Rewrite the listing from its first line through the line containing "x=408 y=159", requests included, and give only those lines. Multiply every coordinate in the answer points by 0.6, rounding to the nearest whole number with halves rounded up.

-- START INPUT FOR THIS TASK --

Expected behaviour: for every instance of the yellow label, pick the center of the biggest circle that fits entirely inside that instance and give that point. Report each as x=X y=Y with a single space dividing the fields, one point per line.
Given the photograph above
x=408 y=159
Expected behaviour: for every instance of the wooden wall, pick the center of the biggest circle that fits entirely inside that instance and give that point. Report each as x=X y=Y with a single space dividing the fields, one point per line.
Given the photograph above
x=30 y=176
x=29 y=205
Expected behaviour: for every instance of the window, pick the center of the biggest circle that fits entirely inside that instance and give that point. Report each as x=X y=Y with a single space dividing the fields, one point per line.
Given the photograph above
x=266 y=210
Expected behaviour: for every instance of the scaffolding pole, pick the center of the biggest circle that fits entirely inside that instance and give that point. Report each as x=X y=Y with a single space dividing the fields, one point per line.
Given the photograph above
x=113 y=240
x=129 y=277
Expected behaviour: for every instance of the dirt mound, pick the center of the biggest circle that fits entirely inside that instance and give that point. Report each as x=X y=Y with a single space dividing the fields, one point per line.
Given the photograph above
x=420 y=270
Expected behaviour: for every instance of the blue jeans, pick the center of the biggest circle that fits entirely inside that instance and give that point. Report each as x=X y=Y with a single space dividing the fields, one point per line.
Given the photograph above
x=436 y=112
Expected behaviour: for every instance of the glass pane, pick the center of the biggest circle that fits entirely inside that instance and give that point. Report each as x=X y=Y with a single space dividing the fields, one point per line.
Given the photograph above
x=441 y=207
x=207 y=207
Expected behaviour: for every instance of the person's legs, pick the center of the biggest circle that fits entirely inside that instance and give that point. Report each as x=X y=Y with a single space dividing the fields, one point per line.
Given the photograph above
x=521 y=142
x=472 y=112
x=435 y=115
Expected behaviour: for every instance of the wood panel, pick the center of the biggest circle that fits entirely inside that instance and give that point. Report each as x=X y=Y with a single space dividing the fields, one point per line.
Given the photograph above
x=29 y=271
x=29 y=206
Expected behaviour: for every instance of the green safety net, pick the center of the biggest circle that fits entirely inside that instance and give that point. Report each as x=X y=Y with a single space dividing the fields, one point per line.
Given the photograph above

-- END INPUT FOR THIS TASK --

> _COMPLETED EXERCISE_:
Expected behaviour: for every instance of the yellow label, pick the center of the biggest circle that fits entirely inside that instance and give that point. Report each as x=X y=Y with a single space dividing the fields, one point per line.
Given the photograph above
x=245 y=95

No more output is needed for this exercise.